ARTICLE:
ELK to EFK Migration: Why and How We Replaced Logstash with Fluentd

A practical guide to migrating from ELK Stack to EFK Stack on Kubernetes with Fluent Bit, Fluentd, and real-world log processing pipelines

ELK to EFK Migration: Why and How We Replaced Logstash with Fluentd



Overview

The ELK Stack (Elasticsearch + Logstash + Kibana) has been the industry standard for log management. However, in Kubernetes environments, Logstash’s heavy JVM footprint and Filebeat’s limited flexibility led us to migrate to the EFK Stack — replacing Logstash with Fluentd for log processing and Filebeat with Fluent Bit for log collection.

This post documents our migration journey, including the architectural decisions, the Fluentd filter pipeline design, and lessons learned.


Why Migrate from ELK to EFK?

Aspect ELK (Before) EFK (After)
Log Collector Filebeat (Go, ~30MB) Fluent Bit (C, ~5MB)
Log Processor Logstash (JVM, ~1GB RAM) Fluentd (Ruby, ~256MB RAM)
Storage Elasticsearch Elasticsearch (unchanged)
Visualization Kibana Kibana (unchanged)
Memory Usage High (JVM overhead) Low (native + lightweight Ruby)
Plugin Ecosystem Logstash plugins (Ruby) Fluentd plugins (700+) + Fluent Bit (CNCF)
K8s Native Not designed for K8s CNCF graduated project, built for cloud-native

Key reasons for our migration:


Architecture: Before vs After

Before (ELK)

RAW DATA:
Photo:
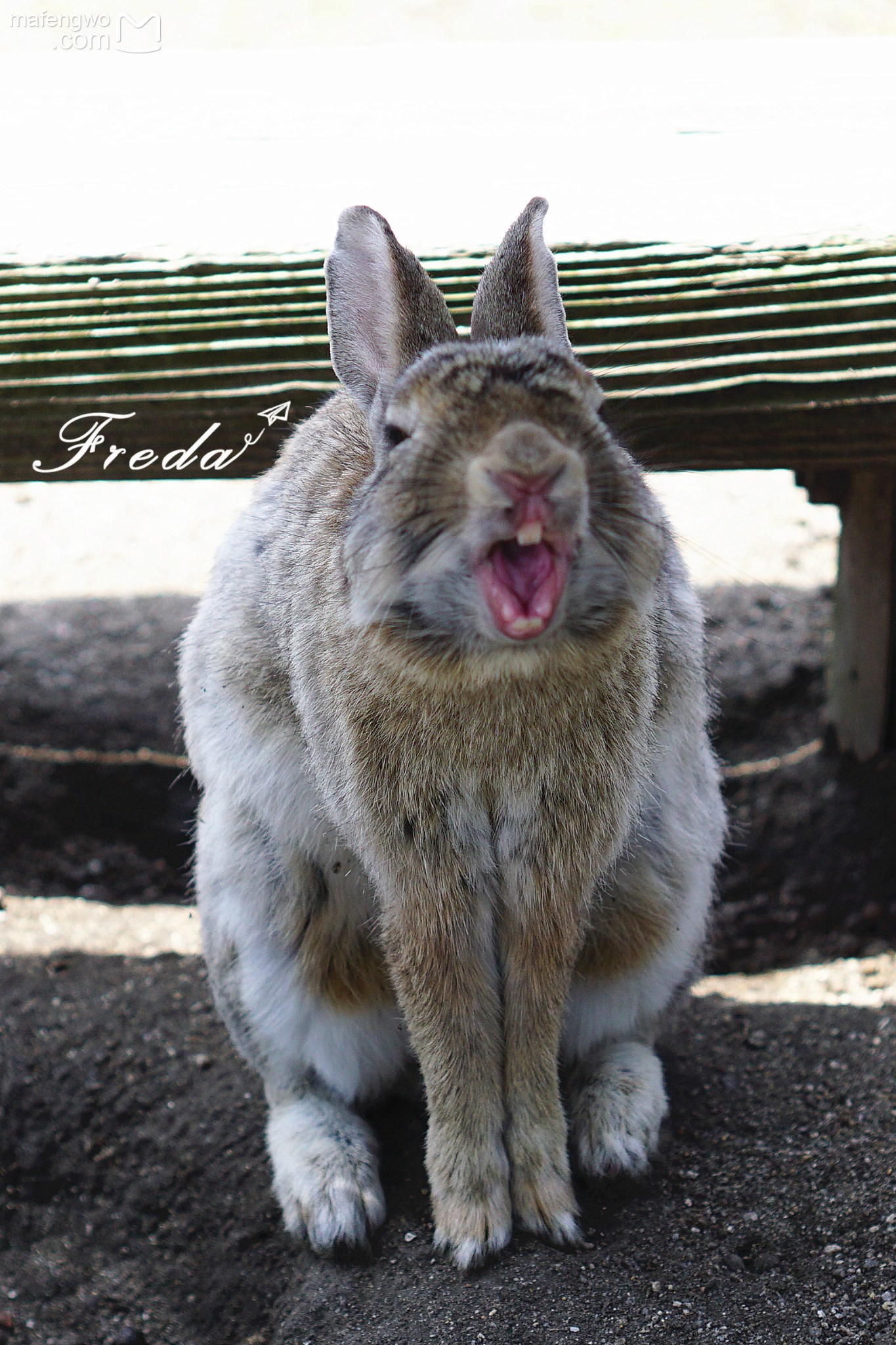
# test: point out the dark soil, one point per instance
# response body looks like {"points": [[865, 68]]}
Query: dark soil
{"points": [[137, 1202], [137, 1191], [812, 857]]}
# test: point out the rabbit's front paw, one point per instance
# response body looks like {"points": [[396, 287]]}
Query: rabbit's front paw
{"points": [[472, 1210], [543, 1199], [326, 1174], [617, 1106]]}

==

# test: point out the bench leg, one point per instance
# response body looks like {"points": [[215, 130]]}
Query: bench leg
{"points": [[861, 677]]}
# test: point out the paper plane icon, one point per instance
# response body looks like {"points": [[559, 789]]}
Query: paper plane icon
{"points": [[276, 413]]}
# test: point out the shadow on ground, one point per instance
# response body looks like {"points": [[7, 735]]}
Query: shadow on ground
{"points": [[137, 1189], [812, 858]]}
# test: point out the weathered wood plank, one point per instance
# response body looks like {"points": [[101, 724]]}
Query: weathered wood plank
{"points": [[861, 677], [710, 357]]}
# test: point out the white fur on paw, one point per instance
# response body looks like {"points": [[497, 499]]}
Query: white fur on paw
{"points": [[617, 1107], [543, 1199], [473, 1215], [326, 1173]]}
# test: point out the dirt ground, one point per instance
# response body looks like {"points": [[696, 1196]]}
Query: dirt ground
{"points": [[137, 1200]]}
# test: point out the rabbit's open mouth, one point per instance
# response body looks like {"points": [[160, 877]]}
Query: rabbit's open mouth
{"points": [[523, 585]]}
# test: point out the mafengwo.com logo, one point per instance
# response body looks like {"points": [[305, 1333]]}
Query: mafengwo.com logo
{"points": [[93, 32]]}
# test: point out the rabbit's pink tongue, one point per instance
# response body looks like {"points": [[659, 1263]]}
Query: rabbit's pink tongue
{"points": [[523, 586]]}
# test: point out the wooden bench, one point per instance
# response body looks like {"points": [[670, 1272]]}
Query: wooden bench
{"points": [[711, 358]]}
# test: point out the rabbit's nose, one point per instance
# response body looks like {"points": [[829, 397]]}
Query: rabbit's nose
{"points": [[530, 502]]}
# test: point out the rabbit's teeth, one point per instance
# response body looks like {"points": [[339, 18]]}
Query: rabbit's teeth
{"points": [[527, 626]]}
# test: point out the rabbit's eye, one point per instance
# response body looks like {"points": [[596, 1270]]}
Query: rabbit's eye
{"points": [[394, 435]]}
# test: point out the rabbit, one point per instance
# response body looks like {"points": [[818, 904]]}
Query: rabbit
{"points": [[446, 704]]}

EXERCISE SET:
**a.** In the migration guide, how much RAM does Logstash use?
**b.** Copy the passage of the migration guide that opens with the words containing "The ELK Stack" and closes with "ELK to EFK?".
**c.** Shorten the paragraph of the migration guide that begins "The ELK Stack (Elasticsearch + Logstash + Kibana)", keeping its main facts.
The records come from a different source than the migration guide.

SOLUTIONS IN ORDER:
**a.** About 1GB.

**b.**
The ELK Stack (Elasticsearch + Logstash + Kibana) has been the industry standard for log management. However, in Kubernetes environments, Logstash’s heavy JVM footprint and Filebeat’s limited flexibility led us to migrate to the EFK Stack — replacing Logstash with Fluentd for log processing and Filebeat with Fluent Bit for log collection.

This post documents our migration journey, including the architectural decisions, the Fluentd filter pipeline design, and lessons learned.


Why Migrate from ELK to EFK?

**c.** The ELK Stack has long been the standard for log management. In Kubernetes, however, Logstash's heavy JVM footprint and Filebeat's limited flexibility prompted a move to the EFK Stack. In that stack, Fluentd replaces Logstash for log processing and Fluent Bit replaces Filebeat for log collection.